Dataset items
.....
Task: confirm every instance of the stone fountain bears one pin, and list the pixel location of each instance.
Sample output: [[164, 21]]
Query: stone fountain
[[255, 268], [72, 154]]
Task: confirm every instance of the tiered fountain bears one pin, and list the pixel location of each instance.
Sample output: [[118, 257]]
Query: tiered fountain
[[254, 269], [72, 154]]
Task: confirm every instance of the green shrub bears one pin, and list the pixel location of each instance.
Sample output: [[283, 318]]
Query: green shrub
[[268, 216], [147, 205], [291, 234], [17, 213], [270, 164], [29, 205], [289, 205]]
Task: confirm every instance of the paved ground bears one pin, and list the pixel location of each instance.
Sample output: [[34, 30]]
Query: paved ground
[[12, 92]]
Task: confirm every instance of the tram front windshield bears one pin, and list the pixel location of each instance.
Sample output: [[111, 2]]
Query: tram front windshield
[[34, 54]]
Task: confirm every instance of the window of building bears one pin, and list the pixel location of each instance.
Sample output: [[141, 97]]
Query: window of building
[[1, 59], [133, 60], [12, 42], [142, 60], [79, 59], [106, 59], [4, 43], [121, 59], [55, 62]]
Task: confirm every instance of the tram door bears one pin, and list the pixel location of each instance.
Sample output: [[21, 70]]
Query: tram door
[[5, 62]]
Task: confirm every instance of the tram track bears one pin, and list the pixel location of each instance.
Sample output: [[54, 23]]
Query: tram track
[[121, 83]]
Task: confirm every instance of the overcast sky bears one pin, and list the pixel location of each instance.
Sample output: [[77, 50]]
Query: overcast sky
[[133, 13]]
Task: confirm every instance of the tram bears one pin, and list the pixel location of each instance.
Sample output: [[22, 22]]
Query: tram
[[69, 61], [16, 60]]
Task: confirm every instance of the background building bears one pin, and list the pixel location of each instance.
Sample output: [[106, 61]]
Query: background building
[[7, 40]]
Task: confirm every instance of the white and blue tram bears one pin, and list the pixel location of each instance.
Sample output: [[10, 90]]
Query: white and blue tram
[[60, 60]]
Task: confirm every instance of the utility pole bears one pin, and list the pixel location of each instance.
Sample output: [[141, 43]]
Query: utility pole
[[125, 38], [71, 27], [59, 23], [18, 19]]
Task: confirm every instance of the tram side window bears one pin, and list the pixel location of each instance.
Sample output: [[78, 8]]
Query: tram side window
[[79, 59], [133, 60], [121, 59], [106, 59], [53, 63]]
.....
Your answer should consist only of the lines above between the line holding "Query: tram door" and the line holding "Sample output: [[77, 50]]", inclusive, each transcribed exactly.

Query: tram door
[[5, 62]]
Task: confirm every instance of the tram track bears one pin, and list the pixel location of each instance.
Sample output: [[54, 23]]
Query: tram track
[[121, 83]]
Task: confirm every instance of the overcast sky bears one pin, and list the pixel location of each instance.
Sample output: [[77, 50]]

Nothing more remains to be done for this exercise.